AIM: Can you output the records below exactly as they are written?

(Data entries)

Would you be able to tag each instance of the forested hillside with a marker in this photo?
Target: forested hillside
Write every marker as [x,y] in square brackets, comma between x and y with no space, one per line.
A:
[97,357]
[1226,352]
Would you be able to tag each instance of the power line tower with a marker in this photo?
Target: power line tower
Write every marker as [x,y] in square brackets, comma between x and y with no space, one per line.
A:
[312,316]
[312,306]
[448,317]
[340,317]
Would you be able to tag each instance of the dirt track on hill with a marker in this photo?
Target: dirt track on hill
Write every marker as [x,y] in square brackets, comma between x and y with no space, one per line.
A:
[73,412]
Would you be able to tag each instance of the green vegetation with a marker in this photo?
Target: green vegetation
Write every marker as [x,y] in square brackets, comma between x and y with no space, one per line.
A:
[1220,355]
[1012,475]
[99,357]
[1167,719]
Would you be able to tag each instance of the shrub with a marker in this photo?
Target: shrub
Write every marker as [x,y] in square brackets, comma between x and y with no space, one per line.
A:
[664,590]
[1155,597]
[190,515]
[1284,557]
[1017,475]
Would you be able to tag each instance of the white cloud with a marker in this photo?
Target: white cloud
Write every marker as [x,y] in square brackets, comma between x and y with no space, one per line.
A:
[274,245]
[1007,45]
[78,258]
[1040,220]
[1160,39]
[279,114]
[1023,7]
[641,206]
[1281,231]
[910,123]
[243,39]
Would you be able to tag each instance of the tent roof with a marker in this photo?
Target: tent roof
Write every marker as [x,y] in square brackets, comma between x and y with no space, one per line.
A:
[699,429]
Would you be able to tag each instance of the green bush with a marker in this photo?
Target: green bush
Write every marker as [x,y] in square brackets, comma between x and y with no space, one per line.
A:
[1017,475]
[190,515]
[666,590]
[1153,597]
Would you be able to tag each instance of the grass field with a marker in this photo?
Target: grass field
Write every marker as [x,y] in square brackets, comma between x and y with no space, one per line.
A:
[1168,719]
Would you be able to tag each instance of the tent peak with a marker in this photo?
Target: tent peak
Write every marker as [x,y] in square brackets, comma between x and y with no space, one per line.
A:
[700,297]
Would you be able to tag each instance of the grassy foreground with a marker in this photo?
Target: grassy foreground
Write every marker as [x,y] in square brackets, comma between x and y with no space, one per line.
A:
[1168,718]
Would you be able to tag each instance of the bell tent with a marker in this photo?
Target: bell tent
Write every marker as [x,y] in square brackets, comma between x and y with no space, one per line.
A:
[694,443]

CORRECT RESULT:
Would you be able to tag each instance of the forested hillside with a marker in this photo?
Target: forested hillside
Write every marker as [x,y] in square brackets, comma between x and y with no space, one per line.
A:
[97,357]
[1226,352]
Would you be able to tag each instance of the power line tower with a marker in this photo?
Target: power line tower
Write every marker as [x,y] in square brackets, comma between x and y with no space, one per line.
A:
[312,316]
[312,306]
[448,317]
[340,317]
Would you be able to tag each instance of the dirt track on hill with a marker in this photo?
Target: dirt track on hill
Write every marker as [x,y] in square brackets, comma between x and y with no space, one per line.
A:
[73,412]
Would you be able to tag each instance of the green vegetation with a marker in this photo?
Target: green vegetation
Write every marker as [x,y] in square brackets, comma between x and y with no space, one per line.
A:
[1220,355]
[1012,475]
[99,357]
[1167,719]
Would you be able to tag each instance of the shrub with a marker in this photo?
Target: shrub
Write every marker as [x,y] in square brackets, comma between x and y with no space, one per line.
A:
[664,590]
[1155,597]
[190,515]
[1284,557]
[1017,475]
Would you be able to tag each instance of the white cloud with a marker in this photo?
Target: white cloud
Write every marker as [x,y] in square brackets, comma between x and y with no space, one per line.
A:
[274,245]
[1007,45]
[78,258]
[1040,220]
[1160,39]
[279,114]
[1023,7]
[641,206]
[1281,231]
[910,123]
[243,39]
Would you be able to tag each instance of the tent roof with a marker in this photo?
Target: tent roof
Write every marker as [x,y] in square brackets, comma between x and y with no space, one per line.
A:
[699,429]
Would you be able to tag each instance of the green bush with a marker in this photo?
Target: green bush
Write every marker as [x,y] in square brackets, comma between x and y with no space, one per line.
A:
[1017,475]
[190,515]
[666,590]
[1153,597]
Would you be able to tag each instance of the grass field with a marker in this photo?
Target: grass field
Write every marker as [x,y] in square brackets, comma between x and y with no space, one per line.
A:
[1168,719]
Would you be able to tag each instance of the tent peak with a marker in this photo?
Target: tent peak
Write every marker as [x,y] in square brackets, comma between x and y with no space, one per line.
A:
[700,297]
Would you be able to tag each instance of the grassy foreground with a marker in this photo?
Target: grassy foreground
Write every marker as [x,y] in square brackets, comma between x and y with no space, one per line.
A:
[1168,718]
Would you be able to tag each instance of the bell tent with a marker in this photo?
Target: bell tent
Write every marker as [x,y] in square brackets, comma between x and y with no space, one per line.
A:
[694,443]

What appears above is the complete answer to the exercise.